### What needs to be done
Would you please repeat exactly the lines from the one containing "Target: red turban" to the end of the records, both included, and leave out the rest?

(Source data)
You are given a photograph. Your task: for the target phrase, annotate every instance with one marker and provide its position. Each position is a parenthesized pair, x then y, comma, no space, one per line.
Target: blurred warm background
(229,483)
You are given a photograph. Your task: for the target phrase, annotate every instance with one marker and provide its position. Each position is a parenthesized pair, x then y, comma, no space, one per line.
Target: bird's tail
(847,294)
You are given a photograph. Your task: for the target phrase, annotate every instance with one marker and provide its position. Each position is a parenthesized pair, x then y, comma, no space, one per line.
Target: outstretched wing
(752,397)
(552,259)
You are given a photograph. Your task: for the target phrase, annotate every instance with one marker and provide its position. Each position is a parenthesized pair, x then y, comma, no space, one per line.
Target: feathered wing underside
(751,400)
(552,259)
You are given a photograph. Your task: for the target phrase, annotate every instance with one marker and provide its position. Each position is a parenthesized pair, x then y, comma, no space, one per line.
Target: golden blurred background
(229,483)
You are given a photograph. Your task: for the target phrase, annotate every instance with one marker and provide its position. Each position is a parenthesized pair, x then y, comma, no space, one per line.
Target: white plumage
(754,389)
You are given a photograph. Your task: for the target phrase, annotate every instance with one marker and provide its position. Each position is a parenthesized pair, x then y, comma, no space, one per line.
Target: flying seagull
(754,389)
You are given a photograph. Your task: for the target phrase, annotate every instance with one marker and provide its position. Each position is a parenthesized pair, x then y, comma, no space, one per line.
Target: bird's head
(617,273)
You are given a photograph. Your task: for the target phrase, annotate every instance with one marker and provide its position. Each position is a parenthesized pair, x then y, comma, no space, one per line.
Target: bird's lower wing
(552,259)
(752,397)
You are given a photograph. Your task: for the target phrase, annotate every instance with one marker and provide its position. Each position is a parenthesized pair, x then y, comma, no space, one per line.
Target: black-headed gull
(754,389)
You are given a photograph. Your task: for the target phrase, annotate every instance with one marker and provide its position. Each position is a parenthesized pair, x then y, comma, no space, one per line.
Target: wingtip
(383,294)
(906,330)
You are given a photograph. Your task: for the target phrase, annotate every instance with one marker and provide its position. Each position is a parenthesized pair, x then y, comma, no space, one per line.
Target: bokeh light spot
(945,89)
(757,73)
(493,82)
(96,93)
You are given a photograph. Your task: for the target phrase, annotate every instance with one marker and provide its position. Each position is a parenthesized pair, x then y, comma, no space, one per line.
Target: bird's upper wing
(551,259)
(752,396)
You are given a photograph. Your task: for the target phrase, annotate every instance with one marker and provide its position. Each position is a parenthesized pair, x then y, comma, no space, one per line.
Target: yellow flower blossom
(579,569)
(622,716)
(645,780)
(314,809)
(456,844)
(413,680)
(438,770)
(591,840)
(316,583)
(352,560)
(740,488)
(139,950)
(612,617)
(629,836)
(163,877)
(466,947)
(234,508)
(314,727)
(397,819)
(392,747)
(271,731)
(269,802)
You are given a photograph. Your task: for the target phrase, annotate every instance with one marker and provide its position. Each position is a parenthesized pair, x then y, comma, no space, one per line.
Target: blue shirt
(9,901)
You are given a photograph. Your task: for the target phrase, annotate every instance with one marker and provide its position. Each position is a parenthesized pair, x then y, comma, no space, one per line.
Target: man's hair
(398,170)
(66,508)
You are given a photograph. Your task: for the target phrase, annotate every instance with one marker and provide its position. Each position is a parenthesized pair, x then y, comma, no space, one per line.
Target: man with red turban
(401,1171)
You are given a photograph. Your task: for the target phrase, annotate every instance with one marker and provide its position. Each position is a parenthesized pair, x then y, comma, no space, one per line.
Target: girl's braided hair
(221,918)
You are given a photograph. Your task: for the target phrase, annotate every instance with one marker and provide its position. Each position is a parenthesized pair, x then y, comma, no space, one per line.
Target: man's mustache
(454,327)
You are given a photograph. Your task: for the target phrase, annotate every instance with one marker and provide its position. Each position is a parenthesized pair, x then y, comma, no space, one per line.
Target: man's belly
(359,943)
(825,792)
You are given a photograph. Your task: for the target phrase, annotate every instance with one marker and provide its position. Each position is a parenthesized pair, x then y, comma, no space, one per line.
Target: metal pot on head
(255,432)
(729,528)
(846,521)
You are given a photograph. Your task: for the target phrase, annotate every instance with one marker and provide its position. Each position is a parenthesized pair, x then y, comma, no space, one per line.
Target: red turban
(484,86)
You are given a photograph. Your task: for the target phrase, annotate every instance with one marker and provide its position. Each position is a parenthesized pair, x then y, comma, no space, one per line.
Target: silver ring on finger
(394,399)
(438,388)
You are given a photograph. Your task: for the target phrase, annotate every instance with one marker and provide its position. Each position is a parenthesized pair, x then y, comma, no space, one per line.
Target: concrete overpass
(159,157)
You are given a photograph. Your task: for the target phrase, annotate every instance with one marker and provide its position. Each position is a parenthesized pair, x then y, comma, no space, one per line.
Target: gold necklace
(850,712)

### Task solution
Target: red turban
(484,86)
You are given a photograph. Your task: for the target phrase, annotate every instance with one marker and provide its position. Each position is a parenthesized pair, x then y, comma, no space, one per line.
Target: silver ring on finger
(394,399)
(438,388)
You are given a photograph. Your task: for the target phrase, annotate every instance with one marker and provide its position. Each position is a parenthesized pair, x then y, comma, no space, one per line.
Target: concrete overpass
(159,157)
You are given a photograph. Your task: for the target phrase, annotate every instance with one marker and provide its position. Each position is a parenthesized pair, x then y, comma, no space, one per line.
Target: gold necklace
(850,712)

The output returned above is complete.